I had a quiz and I wrote this code:

Print Fizz if it is divisible by 3 and it prints Buzz if it is divisible by 5. It prints FizzBuss if it is divisible by both. Otherwise, it will print the numbers between 1 and 100.

But after I arrived home, I wondered if could have writen it with less code. However, I could not come out with a shorter code. Can I do it with a shorter code? Thanks.

This is what I wrote and I think it works well. But can I have done it with less code.

#include <stdio.h>

int main(void)
{
    int i;
    for(i=1; i<=100; i++)
    {
        if(((i%3)||(i%5))== 0)
            printf("number= %d FizzBuzz\n", i);
        else if((i%3)==0)
            printf("number= %d Fizz\n", i);
        else if((i%5)==0)
            printf("number= %d Buzz\n", i);
        else
            printf("number= %d\n",i);

    }

    return 0;
}

回答1:

You could also do:

#include <stdio.h>

int main(void)
{
    int i;
    for(i=1; i<=100; ++i)
    {
        if (i % 3 == 0)
            printf("Fizz");
        if (i % 5 == 0)
            printf("Buzz");
        if ((i % 3 != 0) && (i % 5 != 0))
            printf("number=%d", i);
        printf("\n");
    }

    return 0;
}

A few lines shorter, and a lot easier to read.

回答2:

I'm not sure when you'd start calling it unreadable, but there's this.

#include <stdio.h>

int main(void)
{
   int i = 1;
   for (; i<=100; ++i) {
      printf("number= %d %s%s\n", i, i%3?"":"Fizz", i%5?"":"Buzz");
   }
   return 0;
}

回答3:

If a number is divisible by both 3 and 5, then it's divisible by 15, so:

for each number 1 to 100:
    if number % 15 == 0:
        print number, "fizzbuzz"
    else if number % 5 == 0:
        print number, "buzz"
    else if number % 3 == 0:
        print number, "fizz"
    else:
        print number

Other than that, you probably won't get it much shorter, at least in a conventional language like C (and I'm assuming you don't want the normal code-golf style modifications that make your code unreadable).

You could also get the whole thing into two lines if you packed the entire main function onto a single large line, but I would hope you wouldn't be after that sort of trickery either.

You can possibly get it faster (though you should check all performance claims for yourself) with something like:

static const char *xyzzy[] = {
    "",     "",     "fizz", "",     "buzz",
    "fizz", "",     "",     "fizz", "buzz",
    "",     "fizz", "",     "buzz", "fizzbuzz",
    // Duplicate those last three lines to have seven copies (7x15=105).
};
for (int i = 1; i <= 100; i++)
▬▬▬▬▬▬
## HOW TO COMPLETE THIS TASK
Extract the passage of the FizzBuzz thread from "I had a quiz" to "between 1 and 100.", word for word.
▬▬▬▬▬▬
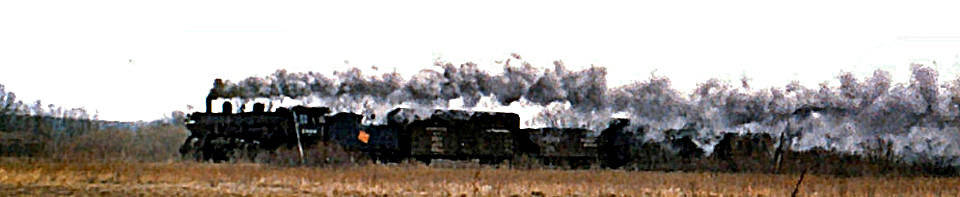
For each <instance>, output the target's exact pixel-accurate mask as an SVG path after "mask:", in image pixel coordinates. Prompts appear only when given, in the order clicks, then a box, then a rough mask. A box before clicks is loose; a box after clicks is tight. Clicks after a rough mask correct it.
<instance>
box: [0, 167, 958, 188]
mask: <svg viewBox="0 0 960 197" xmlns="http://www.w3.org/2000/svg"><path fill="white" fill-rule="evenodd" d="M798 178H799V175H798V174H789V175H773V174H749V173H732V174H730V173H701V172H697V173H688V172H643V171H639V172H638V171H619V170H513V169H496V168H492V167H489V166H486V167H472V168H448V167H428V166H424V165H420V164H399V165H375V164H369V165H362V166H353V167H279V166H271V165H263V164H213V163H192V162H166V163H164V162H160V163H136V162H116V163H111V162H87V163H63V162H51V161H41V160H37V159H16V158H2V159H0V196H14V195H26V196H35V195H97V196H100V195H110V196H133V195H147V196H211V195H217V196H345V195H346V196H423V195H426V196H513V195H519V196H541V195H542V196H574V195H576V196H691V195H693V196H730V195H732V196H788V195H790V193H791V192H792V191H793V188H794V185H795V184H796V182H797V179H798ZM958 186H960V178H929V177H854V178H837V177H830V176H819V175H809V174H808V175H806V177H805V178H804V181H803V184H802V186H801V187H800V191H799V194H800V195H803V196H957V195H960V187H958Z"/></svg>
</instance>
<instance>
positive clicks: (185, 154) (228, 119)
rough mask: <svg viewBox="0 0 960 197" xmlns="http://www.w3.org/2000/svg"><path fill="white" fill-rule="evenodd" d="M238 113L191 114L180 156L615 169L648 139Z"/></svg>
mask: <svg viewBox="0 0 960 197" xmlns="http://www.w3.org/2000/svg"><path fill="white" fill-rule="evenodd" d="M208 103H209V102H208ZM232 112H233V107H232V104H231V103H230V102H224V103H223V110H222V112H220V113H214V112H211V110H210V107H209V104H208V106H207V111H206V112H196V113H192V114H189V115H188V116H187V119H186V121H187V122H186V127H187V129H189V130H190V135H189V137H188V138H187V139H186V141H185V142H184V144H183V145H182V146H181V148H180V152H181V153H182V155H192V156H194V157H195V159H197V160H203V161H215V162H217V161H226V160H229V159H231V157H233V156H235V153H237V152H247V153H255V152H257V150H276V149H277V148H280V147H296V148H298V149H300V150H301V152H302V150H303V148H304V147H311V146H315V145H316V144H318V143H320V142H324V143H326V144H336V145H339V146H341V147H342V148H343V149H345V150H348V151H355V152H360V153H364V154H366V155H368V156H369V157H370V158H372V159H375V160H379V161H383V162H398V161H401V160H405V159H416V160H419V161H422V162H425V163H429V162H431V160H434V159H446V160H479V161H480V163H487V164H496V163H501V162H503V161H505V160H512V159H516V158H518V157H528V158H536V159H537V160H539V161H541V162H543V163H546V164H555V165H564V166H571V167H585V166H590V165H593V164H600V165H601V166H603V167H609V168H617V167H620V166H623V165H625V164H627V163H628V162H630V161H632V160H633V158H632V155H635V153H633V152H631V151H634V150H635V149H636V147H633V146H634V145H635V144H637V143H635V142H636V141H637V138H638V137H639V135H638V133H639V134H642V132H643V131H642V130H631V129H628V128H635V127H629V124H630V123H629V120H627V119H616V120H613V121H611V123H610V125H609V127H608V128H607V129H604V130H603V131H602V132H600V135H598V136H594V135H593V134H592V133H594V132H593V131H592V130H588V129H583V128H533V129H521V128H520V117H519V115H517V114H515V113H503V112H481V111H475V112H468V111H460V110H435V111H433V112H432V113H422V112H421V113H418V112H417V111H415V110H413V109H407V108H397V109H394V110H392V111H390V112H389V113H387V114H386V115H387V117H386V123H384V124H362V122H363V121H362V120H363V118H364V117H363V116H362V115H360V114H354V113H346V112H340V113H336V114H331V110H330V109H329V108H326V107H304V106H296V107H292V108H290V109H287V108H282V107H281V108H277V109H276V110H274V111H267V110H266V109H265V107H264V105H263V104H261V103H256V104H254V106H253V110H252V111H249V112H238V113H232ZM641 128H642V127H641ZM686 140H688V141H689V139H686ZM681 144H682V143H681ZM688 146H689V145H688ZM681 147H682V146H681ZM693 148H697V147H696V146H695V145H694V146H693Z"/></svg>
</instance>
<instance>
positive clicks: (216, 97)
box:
▬▬▬▬▬▬
## RESPONSE
I had a quiz and I wrote this code:

Print Fizz if it is divisible by 3 and it prints Buzz if it is divisible by 5. It prints FizzBuss if it is divisible by both. Otherwise, it will print the numbers between 1 and 100.